# [Task to carry out]
Return the lines below that carry the word "maroon".

[[ Input records, beginning ]]

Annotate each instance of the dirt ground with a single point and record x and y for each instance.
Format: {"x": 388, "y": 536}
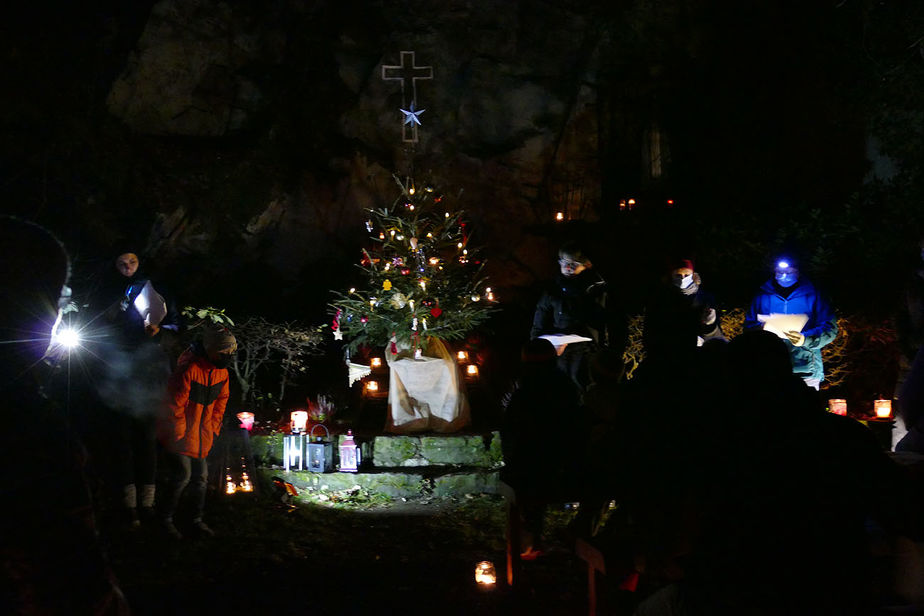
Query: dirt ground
{"x": 407, "y": 557}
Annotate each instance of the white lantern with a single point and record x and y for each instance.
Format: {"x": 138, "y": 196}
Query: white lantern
{"x": 485, "y": 574}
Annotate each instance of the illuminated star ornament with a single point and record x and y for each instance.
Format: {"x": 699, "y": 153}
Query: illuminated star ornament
{"x": 411, "y": 117}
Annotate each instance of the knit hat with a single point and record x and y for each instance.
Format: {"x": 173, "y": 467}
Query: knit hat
{"x": 219, "y": 341}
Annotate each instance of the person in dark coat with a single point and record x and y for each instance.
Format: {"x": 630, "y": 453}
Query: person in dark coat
{"x": 543, "y": 400}
{"x": 909, "y": 329}
{"x": 133, "y": 377}
{"x": 790, "y": 294}
{"x": 785, "y": 527}
{"x": 50, "y": 551}
{"x": 577, "y": 303}
{"x": 680, "y": 306}
{"x": 912, "y": 407}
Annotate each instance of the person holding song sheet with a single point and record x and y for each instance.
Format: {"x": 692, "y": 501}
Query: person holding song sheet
{"x": 792, "y": 308}
{"x": 574, "y": 315}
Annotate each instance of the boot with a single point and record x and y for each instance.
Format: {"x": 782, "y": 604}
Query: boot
{"x": 129, "y": 501}
{"x": 147, "y": 502}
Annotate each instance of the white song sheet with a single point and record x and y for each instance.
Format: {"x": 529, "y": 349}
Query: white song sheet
{"x": 150, "y": 305}
{"x": 560, "y": 341}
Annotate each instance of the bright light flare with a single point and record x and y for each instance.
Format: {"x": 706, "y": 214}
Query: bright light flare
{"x": 67, "y": 338}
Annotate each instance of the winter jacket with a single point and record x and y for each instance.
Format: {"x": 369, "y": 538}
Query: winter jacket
{"x": 578, "y": 305}
{"x": 198, "y": 393}
{"x": 819, "y": 330}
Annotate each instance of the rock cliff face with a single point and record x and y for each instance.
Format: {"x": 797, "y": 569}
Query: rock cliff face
{"x": 306, "y": 133}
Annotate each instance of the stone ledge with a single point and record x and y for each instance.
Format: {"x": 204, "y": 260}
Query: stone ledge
{"x": 404, "y": 451}
{"x": 393, "y": 483}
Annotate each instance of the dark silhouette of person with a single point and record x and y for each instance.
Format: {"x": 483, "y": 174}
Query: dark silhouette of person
{"x": 784, "y": 529}
{"x": 909, "y": 330}
{"x": 912, "y": 407}
{"x": 544, "y": 400}
{"x": 51, "y": 557}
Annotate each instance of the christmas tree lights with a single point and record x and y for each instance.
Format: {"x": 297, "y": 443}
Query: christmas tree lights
{"x": 422, "y": 278}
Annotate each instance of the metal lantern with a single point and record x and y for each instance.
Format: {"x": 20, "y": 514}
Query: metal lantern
{"x": 230, "y": 485}
{"x": 299, "y": 421}
{"x": 320, "y": 451}
{"x": 883, "y": 408}
{"x": 485, "y": 574}
{"x": 246, "y": 419}
{"x": 293, "y": 451}
{"x": 350, "y": 456}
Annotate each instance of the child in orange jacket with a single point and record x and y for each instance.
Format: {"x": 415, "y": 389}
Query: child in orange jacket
{"x": 197, "y": 396}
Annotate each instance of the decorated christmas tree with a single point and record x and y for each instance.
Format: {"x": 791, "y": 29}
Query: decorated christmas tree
{"x": 422, "y": 280}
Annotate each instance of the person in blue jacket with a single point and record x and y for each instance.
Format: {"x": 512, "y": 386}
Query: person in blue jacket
{"x": 788, "y": 293}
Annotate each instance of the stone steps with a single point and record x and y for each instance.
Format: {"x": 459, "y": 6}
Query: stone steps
{"x": 399, "y": 466}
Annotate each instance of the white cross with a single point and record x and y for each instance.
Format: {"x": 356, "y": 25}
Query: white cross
{"x": 408, "y": 74}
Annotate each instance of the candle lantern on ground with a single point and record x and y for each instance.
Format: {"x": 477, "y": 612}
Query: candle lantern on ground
{"x": 246, "y": 485}
{"x": 485, "y": 574}
{"x": 230, "y": 486}
{"x": 293, "y": 454}
{"x": 299, "y": 421}
{"x": 246, "y": 419}
{"x": 350, "y": 456}
{"x": 320, "y": 451}
{"x": 883, "y": 408}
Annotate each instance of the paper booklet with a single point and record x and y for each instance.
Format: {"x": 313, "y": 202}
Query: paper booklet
{"x": 150, "y": 305}
{"x": 780, "y": 323}
{"x": 560, "y": 341}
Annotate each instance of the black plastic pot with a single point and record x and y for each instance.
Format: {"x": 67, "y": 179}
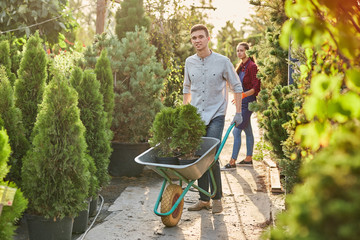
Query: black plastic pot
{"x": 93, "y": 206}
{"x": 167, "y": 160}
{"x": 40, "y": 228}
{"x": 81, "y": 221}
{"x": 187, "y": 161}
{"x": 122, "y": 161}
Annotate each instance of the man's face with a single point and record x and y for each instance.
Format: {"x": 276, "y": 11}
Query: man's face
{"x": 199, "y": 40}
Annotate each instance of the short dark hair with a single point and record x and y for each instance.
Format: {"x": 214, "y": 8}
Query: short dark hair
{"x": 198, "y": 27}
{"x": 244, "y": 44}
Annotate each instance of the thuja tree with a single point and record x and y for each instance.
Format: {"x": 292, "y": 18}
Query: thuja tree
{"x": 105, "y": 77}
{"x": 15, "y": 52}
{"x": 55, "y": 170}
{"x": 12, "y": 120}
{"x": 275, "y": 107}
{"x": 270, "y": 55}
{"x": 10, "y": 214}
{"x": 129, "y": 15}
{"x": 138, "y": 86}
{"x": 97, "y": 135}
{"x": 5, "y": 60}
{"x": 29, "y": 87}
{"x": 188, "y": 130}
{"x": 326, "y": 205}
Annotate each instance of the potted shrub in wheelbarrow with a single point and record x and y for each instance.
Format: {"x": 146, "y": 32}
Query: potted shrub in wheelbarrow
{"x": 55, "y": 170}
{"x": 189, "y": 129}
{"x": 177, "y": 134}
{"x": 139, "y": 81}
{"x": 161, "y": 132}
{"x": 12, "y": 201}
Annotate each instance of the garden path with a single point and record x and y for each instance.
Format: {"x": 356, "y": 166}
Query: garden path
{"x": 249, "y": 205}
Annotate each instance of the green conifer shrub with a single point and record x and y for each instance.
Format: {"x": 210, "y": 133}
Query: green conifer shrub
{"x": 189, "y": 129}
{"x": 55, "y": 170}
{"x": 104, "y": 76}
{"x": 275, "y": 108}
{"x": 162, "y": 131}
{"x": 29, "y": 87}
{"x": 130, "y": 15}
{"x": 137, "y": 90}
{"x": 12, "y": 118}
{"x": 5, "y": 60}
{"x": 10, "y": 214}
{"x": 97, "y": 134}
{"x": 326, "y": 205}
{"x": 15, "y": 53}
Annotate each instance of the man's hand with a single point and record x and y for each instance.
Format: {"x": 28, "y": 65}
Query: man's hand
{"x": 237, "y": 119}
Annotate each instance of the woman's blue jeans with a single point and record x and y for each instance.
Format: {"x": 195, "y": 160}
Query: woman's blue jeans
{"x": 237, "y": 141}
{"x": 214, "y": 129}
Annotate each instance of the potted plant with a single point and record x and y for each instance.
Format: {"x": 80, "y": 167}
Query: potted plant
{"x": 187, "y": 133}
{"x": 161, "y": 132}
{"x": 55, "y": 170}
{"x": 139, "y": 81}
{"x": 177, "y": 134}
{"x": 12, "y": 118}
{"x": 97, "y": 134}
{"x": 14, "y": 205}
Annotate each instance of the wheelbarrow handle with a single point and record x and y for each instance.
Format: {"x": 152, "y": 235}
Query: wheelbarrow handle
{"x": 224, "y": 141}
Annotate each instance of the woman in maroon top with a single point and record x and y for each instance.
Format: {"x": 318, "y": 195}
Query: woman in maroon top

[[ Input records, end ]]

# [Solution to this task]
Annotate each instance of the woman in maroon top with a single point and record x and y for each instance.
Query: woman in maroon top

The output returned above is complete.